> Collection entries:
***

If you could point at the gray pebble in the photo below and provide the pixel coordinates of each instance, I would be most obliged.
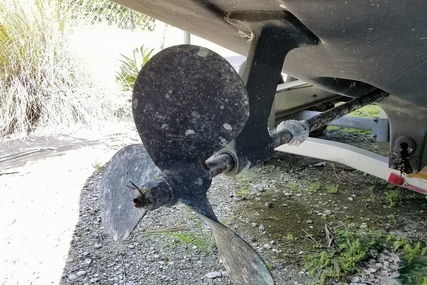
(72, 277)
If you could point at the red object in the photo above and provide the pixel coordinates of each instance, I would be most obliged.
(395, 179)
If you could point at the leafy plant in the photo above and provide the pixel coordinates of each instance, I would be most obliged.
(43, 82)
(314, 187)
(130, 66)
(332, 189)
(393, 197)
(350, 248)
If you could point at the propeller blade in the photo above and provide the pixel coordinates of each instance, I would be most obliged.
(188, 103)
(241, 261)
(130, 165)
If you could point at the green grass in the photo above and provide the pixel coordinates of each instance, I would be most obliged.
(43, 82)
(368, 111)
(200, 237)
(393, 197)
(314, 187)
(332, 189)
(131, 65)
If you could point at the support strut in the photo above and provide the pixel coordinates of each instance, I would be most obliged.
(226, 162)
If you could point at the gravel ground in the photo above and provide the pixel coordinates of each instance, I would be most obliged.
(50, 222)
(257, 215)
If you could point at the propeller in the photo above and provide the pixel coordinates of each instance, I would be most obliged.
(188, 103)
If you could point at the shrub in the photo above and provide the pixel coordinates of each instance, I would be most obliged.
(130, 67)
(42, 83)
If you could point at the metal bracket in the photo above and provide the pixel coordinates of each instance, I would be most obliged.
(359, 159)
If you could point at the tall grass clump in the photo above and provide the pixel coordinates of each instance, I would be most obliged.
(42, 80)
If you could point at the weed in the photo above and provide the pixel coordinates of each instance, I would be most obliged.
(242, 191)
(201, 238)
(314, 187)
(290, 237)
(99, 167)
(293, 186)
(351, 247)
(368, 111)
(393, 197)
(411, 252)
(130, 67)
(242, 178)
(243, 187)
(332, 189)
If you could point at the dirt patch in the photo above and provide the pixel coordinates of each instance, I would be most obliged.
(280, 207)
(53, 233)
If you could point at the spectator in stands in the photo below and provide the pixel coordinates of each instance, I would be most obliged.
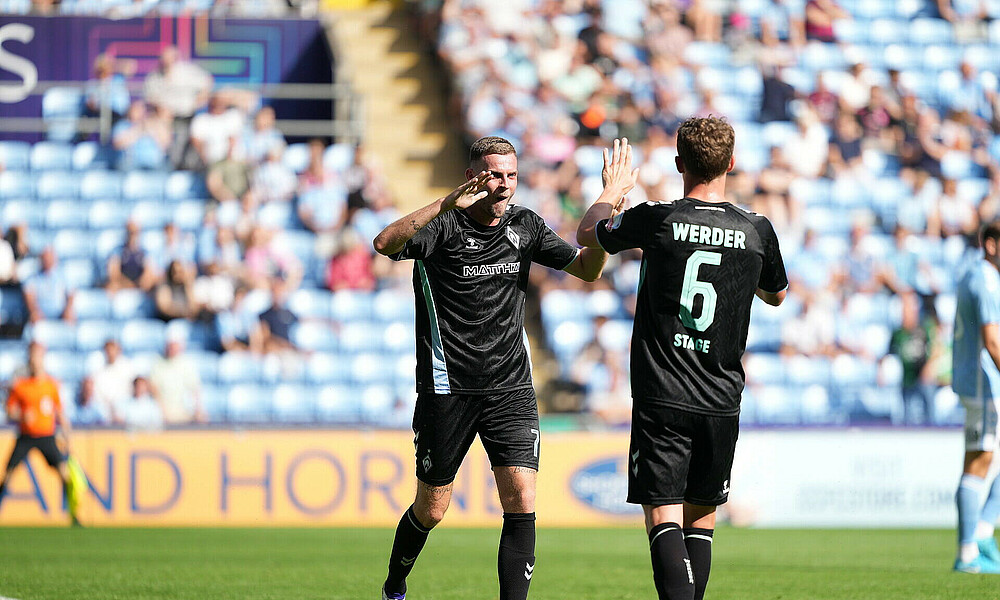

***

> Assignment: The entries above should be retyped word for word, with all pictures omitted.

> Solved exercise:
If you could point at the gray pebble in the photo below and provide the pixel coordinates of each instance, I would be most obliged.
(72, 277)
If you could point at the red object in the photo above and provide the pixel coordinates of each instance, I would be most obliged.
(395, 179)
If you could point at the leafy plant in the photo above and provide the pixel coordinates of each instance, I would be most obliged.
(43, 82)
(314, 187)
(130, 66)
(332, 189)
(393, 197)
(350, 248)
If you could point at the propeller blade in the photo above and provide the pixel coordinates of each instance, I would be most obliged.
(188, 103)
(241, 261)
(130, 165)
If you could point at the green grass in the photo above and provide the pixel coordinates of each instance, I would be most obliged.
(43, 82)
(368, 111)
(200, 237)
(393, 197)
(314, 187)
(332, 189)
(131, 65)
If you could point at the support strut in the photo above and provide the pixel coordinates of each instance, I would be most obliged.
(226, 162)
If you could point at the gravel ground in the photo above and provide the pixel coordinates of each instance, I would be most obliged.
(50, 222)
(257, 215)
If you could point at the propeller in the photo above and provide the pixel coordinates of each instance, I would be most obliged.
(188, 103)
If you could point at the shrub in the photo above and provide the pixel coordinates of each instance, I would be most obliged.
(130, 67)
(42, 83)
If you could point at the metal bracket in the photo above and provide the pixel coordinates of each instance, I would be most obliged.
(359, 159)
If you could point at the tall grass clump in the photo above and provide the pixel coordinates of each instance, I would be most obliged.
(42, 80)
If you could point at the weed in the photo above and provide the pixel coordinates of each instance, I would be most obliged.
(242, 191)
(201, 238)
(314, 187)
(290, 237)
(99, 167)
(293, 186)
(351, 247)
(368, 111)
(393, 197)
(411, 252)
(130, 67)
(242, 178)
(243, 187)
(332, 189)
If you could point at the dirt patch in the photo above and provide the pixel coordinates of each instance, I would be most obliged.
(280, 207)
(53, 233)
If you could point at the spectator in stands in the photo below and provide the pixel coordinates of each instance, I would be most obliged.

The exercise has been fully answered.